- [TEXTO PROPORCIONADO]:

* * * * * * *

«En el vasto mundo anglosajón hay una cosa que impresiona más que el final de la guerra en sí: el de los campos de concentración alemanes». El que así se expresaba era Carlos Sentis, un enviado especial de ABC que, en 1945, cuando la II Guerra Mundial vivía sus últimos episodios, se convirtió en uno de los primeros periodistas del mundo en visitar el campo de concentración de Dachau… cuando aún se hacinaban, allí, miles de prisioneros polacos moribundos.
El campo de exterminio, en las afueras de Munich, fue liberado por la 20ª División Blindada y la 45ª División de Infantería del 7º Ejército, el 29 de abril de 1945 y el reportaje de ABC fue publicado el 15 de mayo, menos de un mes después, cuando todavía quedaban allí 32.000 detenidos, la mayoría polacos, «casi todos con traje rayado de presidarios, pelados, con idénticos ojos inmensos en el fondo de su órbita», contaba el enviado de ABC.
«Conforme avanzamos, parece que vamos a entrar en una Exposición o Fuera de Muestras. Ya es eso en parte. Las muestras que hay cerca de la entrada veré después que son las mejores, porque, por lo menos, pueden andar sin arrastrarse y no son contagiosos como otros que se hallan en pabellones cerrados, de los cuales, a pesar de morirse día a día y después de una semana de la entrada de los americanos, no pueden salir todavía».
El campo de Dachau fue inaugurado en marzo de 1933, pocas semanas después de la ascensión de Hitler al poder. Pronto fue conocido como «la escuela del genocidio», pues fue el primer campo de la Alemania nazi que practicó el exterminio, que sirvió como modelo para los campos posteriores, como el terrible Auschwitz, y que se encargó de la formación de las SS.
Por sus barracones pasaron más de 200.000 prisioneros a los largo de los 12 años que estuvo en funcionamiento. Cuando Sentis pasó por allí, además de polacos –«los más serios y reservados»– estaban hacinados, en las peores condiciones, «yugoslavos, rusos, franceses, checos, italianos, belgas, holandeses y alemanes, entre otras nacionalidades.

* * * * * * *

- [LÍNEAS REGISTRADAS]:
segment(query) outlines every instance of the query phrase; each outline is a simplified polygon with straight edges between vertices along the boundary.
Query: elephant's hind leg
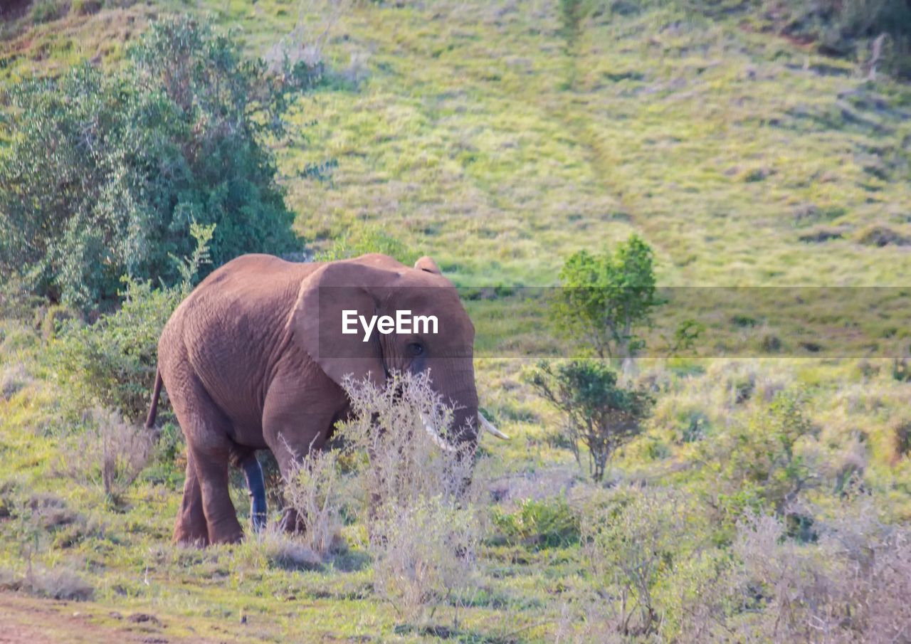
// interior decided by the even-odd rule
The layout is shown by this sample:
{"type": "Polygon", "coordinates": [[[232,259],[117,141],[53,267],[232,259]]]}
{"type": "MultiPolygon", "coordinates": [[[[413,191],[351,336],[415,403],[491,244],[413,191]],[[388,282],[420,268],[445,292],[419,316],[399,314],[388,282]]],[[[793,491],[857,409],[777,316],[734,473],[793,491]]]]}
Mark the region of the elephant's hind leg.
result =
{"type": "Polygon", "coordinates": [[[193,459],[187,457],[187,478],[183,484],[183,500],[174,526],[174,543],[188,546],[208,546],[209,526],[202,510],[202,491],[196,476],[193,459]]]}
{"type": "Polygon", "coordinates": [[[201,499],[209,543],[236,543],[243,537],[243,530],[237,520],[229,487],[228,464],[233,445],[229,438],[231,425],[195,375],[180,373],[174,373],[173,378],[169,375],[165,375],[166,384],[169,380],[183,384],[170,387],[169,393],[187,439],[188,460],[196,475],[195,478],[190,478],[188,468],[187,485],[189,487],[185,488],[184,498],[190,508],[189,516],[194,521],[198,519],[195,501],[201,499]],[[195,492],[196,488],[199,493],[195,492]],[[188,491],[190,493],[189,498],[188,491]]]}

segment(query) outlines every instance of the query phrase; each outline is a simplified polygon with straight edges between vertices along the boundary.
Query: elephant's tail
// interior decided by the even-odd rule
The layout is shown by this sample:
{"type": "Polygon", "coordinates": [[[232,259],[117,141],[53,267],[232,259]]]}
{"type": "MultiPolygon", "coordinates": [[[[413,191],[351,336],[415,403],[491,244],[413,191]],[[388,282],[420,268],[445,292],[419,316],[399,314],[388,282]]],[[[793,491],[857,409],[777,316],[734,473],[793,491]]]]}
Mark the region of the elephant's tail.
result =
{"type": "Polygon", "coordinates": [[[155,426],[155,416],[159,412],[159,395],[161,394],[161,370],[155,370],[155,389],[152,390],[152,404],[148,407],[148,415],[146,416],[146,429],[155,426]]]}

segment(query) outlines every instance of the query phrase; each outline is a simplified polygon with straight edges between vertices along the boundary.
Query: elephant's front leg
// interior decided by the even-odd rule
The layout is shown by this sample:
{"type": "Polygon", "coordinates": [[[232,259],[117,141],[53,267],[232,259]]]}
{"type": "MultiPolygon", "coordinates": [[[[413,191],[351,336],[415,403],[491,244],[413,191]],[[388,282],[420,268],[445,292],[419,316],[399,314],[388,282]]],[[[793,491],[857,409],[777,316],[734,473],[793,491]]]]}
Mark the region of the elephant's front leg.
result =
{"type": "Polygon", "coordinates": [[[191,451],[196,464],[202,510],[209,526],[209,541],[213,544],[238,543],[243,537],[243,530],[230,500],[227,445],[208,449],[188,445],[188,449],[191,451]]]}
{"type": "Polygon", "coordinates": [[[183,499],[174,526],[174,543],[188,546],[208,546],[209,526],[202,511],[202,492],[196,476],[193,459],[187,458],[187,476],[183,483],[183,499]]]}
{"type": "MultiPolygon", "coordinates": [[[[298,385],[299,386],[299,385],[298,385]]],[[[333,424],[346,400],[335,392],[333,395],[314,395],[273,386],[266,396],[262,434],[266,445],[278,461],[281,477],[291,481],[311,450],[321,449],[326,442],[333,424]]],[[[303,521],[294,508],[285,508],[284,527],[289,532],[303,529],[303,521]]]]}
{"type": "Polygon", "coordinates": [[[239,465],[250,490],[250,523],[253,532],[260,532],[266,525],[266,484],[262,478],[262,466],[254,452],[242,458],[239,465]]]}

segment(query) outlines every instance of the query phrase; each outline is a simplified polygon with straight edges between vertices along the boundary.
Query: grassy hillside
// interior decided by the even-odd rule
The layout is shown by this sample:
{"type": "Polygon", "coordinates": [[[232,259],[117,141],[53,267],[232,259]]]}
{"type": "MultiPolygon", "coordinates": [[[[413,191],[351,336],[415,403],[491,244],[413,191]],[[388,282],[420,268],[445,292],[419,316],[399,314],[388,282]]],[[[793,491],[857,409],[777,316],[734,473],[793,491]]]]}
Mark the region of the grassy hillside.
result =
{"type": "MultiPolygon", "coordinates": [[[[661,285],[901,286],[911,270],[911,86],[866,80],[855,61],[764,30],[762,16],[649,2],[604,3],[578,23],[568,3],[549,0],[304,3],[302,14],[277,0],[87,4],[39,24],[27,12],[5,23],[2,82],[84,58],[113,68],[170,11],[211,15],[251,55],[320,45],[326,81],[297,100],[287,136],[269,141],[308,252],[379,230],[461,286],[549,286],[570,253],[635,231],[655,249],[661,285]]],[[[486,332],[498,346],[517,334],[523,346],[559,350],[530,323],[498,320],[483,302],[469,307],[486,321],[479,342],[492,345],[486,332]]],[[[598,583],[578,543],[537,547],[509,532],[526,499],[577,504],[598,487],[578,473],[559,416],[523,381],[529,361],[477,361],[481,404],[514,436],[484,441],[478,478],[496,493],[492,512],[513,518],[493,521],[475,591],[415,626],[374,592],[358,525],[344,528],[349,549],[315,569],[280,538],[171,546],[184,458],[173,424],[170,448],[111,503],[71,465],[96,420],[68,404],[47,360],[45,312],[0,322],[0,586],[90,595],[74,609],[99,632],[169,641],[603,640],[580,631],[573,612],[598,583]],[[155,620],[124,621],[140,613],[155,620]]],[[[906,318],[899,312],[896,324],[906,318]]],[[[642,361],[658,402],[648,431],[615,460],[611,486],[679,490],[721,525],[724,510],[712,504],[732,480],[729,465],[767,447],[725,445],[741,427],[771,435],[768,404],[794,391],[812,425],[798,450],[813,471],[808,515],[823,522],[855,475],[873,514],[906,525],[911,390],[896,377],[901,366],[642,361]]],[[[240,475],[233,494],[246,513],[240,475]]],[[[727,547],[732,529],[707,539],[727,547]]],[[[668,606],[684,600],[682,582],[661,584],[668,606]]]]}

* * * * * * *

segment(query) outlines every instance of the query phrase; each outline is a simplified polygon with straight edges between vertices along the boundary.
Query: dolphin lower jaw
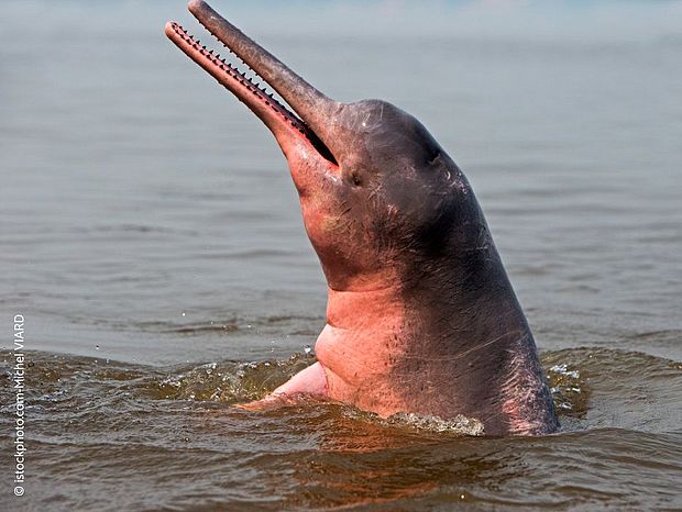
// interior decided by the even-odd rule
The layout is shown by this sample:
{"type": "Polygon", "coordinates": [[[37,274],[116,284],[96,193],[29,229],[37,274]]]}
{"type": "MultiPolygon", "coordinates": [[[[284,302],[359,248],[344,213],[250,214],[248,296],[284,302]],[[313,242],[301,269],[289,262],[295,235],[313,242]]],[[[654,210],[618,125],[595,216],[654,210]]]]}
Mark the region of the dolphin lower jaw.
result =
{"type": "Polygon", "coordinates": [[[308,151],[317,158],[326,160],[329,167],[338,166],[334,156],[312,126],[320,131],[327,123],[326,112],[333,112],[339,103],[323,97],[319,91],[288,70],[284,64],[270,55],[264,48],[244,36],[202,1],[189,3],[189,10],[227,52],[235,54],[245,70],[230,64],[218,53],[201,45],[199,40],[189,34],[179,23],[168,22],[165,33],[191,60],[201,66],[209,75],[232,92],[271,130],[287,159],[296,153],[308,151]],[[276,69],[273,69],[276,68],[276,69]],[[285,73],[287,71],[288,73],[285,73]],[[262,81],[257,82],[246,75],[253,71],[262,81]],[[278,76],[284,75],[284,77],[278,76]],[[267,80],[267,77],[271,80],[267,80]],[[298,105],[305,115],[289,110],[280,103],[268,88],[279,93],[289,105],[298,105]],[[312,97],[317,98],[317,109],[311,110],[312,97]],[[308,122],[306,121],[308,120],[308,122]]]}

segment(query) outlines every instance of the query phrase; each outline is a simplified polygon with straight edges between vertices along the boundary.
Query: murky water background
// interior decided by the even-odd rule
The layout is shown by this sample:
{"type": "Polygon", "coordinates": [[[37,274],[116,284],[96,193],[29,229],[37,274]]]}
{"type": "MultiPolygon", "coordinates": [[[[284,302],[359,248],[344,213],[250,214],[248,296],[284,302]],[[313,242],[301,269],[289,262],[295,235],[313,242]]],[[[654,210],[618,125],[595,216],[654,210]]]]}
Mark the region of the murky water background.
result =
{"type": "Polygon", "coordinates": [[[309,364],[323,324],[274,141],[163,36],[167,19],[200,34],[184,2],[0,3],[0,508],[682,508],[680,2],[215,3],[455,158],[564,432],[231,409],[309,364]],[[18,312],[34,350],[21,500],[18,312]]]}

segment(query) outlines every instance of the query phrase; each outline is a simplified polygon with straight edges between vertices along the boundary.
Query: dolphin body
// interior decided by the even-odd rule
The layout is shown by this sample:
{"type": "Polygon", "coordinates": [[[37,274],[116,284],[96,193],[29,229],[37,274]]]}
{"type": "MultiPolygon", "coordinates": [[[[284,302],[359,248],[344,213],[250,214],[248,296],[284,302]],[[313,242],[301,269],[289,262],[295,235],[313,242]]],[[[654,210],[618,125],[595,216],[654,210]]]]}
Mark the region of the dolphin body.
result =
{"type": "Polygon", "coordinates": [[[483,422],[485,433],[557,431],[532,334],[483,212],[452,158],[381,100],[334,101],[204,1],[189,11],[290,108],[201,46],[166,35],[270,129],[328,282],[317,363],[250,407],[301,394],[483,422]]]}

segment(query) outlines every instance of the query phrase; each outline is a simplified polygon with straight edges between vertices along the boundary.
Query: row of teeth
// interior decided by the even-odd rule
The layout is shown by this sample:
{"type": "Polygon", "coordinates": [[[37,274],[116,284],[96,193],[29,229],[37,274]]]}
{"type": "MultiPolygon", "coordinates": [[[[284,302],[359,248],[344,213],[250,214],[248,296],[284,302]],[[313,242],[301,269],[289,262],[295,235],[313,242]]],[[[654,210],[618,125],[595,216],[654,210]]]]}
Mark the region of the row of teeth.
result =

* * * * * * *

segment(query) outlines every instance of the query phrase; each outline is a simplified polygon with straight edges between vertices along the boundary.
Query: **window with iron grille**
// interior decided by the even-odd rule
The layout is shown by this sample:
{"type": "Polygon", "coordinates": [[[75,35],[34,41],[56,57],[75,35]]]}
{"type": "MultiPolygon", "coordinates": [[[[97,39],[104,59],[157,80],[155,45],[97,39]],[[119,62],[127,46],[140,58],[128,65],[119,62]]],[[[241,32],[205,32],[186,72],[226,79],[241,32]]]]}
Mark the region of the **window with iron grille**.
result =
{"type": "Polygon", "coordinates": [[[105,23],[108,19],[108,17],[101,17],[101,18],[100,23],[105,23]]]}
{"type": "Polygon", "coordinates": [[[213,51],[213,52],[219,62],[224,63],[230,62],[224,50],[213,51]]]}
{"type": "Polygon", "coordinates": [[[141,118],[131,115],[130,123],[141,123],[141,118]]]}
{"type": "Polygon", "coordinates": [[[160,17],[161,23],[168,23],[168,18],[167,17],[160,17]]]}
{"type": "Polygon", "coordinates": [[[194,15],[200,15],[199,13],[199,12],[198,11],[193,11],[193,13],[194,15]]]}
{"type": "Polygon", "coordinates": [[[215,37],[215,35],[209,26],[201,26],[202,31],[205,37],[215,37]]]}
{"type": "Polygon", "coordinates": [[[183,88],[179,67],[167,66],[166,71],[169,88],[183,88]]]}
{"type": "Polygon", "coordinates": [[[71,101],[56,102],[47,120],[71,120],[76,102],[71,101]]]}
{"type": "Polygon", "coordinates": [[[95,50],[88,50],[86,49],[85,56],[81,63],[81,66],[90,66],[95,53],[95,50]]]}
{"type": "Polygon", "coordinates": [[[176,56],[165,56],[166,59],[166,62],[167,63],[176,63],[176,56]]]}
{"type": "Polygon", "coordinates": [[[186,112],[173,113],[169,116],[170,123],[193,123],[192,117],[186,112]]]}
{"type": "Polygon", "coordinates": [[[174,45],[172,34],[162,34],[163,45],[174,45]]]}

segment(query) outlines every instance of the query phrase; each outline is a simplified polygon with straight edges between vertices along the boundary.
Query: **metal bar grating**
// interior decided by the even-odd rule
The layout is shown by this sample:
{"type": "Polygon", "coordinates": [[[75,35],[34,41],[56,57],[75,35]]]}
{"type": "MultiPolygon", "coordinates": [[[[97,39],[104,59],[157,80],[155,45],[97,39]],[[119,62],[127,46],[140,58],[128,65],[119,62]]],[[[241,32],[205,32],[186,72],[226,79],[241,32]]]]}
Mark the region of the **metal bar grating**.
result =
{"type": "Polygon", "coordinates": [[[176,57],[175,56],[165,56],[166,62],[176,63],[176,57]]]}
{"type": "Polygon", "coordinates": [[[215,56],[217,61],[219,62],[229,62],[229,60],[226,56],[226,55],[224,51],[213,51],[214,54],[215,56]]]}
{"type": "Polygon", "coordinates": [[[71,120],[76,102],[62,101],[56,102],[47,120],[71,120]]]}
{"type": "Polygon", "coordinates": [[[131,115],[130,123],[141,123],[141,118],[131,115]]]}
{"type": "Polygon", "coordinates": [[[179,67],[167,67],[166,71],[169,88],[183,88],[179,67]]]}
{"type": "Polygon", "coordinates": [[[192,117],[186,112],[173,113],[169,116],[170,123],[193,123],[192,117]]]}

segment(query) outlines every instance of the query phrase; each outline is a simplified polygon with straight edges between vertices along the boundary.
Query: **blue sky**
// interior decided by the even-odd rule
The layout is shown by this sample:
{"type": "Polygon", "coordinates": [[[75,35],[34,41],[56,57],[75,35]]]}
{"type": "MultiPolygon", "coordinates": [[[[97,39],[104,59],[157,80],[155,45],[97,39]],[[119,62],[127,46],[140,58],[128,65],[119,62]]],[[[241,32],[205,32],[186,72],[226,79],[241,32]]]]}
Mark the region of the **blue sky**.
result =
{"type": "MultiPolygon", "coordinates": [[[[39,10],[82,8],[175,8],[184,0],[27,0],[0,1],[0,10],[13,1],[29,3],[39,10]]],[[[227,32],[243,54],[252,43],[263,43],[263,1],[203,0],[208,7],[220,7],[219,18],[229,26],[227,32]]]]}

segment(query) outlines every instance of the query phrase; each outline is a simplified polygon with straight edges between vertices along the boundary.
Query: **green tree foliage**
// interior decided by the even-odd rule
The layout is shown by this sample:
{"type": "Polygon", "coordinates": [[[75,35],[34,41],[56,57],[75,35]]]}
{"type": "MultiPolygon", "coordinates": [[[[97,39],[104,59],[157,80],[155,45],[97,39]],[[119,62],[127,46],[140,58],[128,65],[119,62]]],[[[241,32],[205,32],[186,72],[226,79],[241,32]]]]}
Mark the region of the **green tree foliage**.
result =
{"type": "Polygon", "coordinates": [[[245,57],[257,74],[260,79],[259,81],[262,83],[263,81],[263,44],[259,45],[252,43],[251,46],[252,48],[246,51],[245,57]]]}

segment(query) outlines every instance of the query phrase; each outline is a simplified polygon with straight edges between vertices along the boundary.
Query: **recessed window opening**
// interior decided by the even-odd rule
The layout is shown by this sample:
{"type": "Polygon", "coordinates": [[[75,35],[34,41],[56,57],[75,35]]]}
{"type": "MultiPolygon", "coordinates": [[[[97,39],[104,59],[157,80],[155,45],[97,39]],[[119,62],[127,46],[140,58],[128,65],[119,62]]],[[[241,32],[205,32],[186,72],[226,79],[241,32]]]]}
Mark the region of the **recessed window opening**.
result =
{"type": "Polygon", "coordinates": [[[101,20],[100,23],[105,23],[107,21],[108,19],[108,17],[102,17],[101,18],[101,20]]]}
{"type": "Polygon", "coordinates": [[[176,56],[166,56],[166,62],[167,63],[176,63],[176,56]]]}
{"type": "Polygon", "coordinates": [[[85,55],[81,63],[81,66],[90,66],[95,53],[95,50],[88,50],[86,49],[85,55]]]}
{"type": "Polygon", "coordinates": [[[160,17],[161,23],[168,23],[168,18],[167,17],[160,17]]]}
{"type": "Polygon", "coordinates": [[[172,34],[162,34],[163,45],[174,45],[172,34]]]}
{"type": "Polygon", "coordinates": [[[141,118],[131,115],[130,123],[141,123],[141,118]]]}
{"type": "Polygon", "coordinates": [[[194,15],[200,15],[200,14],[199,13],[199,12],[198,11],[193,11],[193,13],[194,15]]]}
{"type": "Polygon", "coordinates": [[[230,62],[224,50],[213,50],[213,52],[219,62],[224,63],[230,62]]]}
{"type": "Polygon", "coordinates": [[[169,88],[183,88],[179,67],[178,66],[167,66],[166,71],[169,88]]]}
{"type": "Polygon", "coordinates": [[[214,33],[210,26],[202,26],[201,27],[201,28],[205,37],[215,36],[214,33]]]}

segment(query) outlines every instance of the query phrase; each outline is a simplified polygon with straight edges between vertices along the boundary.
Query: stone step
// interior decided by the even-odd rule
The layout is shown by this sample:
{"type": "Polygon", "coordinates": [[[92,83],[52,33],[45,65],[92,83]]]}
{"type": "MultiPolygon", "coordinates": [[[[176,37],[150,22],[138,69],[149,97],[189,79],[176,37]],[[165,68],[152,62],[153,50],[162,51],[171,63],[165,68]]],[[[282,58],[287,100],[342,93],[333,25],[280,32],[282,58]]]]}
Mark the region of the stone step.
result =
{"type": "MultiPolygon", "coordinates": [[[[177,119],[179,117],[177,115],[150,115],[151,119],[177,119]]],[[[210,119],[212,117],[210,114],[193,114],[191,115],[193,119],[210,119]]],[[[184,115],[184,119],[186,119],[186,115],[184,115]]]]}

* * * * * * *

- [PROBLEMAS]:
1) Responde con datos del texto sobre Dachau:
(a) ¿En qué fecha fue liberado el campo?
(b) ¿En qué mes y año se inauguró?
(c) ¿Cuántos prisioneros pasaron por sus barracones?
2) Transcribe del texto sobre Dachau todo lo que va desde "El campo de Dachau" hasta "entre otras nacionalidades.".

- [RESPUESTAS]:
1)
(a) El 29 de abril de 1945.
(b) En marzo de 1933.
(c) Más de 200.000.

2)
El campo de Dachau fue inaugurado en marzo de 1933, pocas semanas después de la ascensión de Hitler al poder. Pronto fue conocido como «la escuela del genocidio», pues fue el primer campo de la Alemania nazi que practicó el exterminio, que sirvió como modelo para los campos posteriores, como el terrible Auschwitz, y que se encargó de la formación de las SS.
Por sus barracones pasaron más de 200.000 prisioneros a los largo de los 12 años que estuvo en funcionamiento. Cuando Sentis pasó por allí, además de polacos –«los más serios y reservados»– estaban hacinados, en las peores condiciones, «yugoslavos, rusos, franceses, checos, italianos, belgas, holandeses y alemanes, entre otras nacionalidades.